◆ What this task involves:
Transcribe the entries below verbatim, starting with the line containing "Spot each penguin black back here." and ending with the line containing "0, 180, 462, 212", both included.

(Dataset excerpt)
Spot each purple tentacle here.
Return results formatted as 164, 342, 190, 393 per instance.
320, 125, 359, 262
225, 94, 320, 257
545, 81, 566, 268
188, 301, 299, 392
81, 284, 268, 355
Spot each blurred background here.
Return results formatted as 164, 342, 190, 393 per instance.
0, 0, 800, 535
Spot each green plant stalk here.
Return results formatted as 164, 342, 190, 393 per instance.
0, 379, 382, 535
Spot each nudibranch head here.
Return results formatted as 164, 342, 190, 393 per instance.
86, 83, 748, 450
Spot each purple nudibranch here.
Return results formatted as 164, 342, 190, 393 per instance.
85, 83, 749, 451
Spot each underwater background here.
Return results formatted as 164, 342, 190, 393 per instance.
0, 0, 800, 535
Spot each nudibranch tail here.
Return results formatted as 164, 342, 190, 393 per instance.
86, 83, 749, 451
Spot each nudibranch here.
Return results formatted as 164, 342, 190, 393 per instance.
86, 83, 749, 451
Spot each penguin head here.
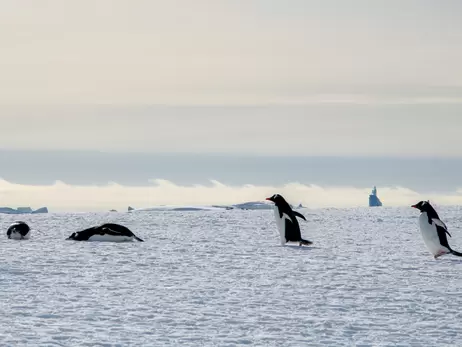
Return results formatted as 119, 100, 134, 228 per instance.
66, 233, 77, 240
266, 194, 287, 206
411, 200, 433, 212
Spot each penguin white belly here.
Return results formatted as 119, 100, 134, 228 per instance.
274, 206, 290, 246
10, 231, 30, 240
88, 234, 133, 242
419, 212, 449, 255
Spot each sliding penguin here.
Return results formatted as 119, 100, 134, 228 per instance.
6, 221, 30, 240
266, 194, 313, 246
66, 223, 144, 242
411, 201, 462, 259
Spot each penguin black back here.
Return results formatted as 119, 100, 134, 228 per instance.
266, 194, 312, 245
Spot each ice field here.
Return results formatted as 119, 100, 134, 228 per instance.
0, 207, 462, 346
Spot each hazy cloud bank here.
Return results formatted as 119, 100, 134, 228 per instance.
0, 180, 462, 212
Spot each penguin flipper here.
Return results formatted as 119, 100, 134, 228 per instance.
432, 219, 452, 237
292, 211, 306, 220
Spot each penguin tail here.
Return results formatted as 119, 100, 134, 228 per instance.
451, 249, 462, 257
300, 239, 312, 247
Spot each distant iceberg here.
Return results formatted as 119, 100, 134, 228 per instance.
369, 186, 382, 207
0, 207, 48, 214
127, 201, 304, 212
128, 205, 225, 212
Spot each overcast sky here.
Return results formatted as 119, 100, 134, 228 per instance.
0, 0, 462, 104
0, 0, 462, 209
0, 0, 462, 155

◆ Full solution:
Spot each penguin black back here.
Return results formatted as 119, 100, 134, 228 per instance.
266, 194, 312, 245
Spot each ice field here.
Return results formatted as 119, 100, 134, 228 per instance.
0, 207, 462, 346
Spot each hazy cloud bank here.
Return results formatted as 119, 100, 134, 228 per instance.
0, 180, 462, 212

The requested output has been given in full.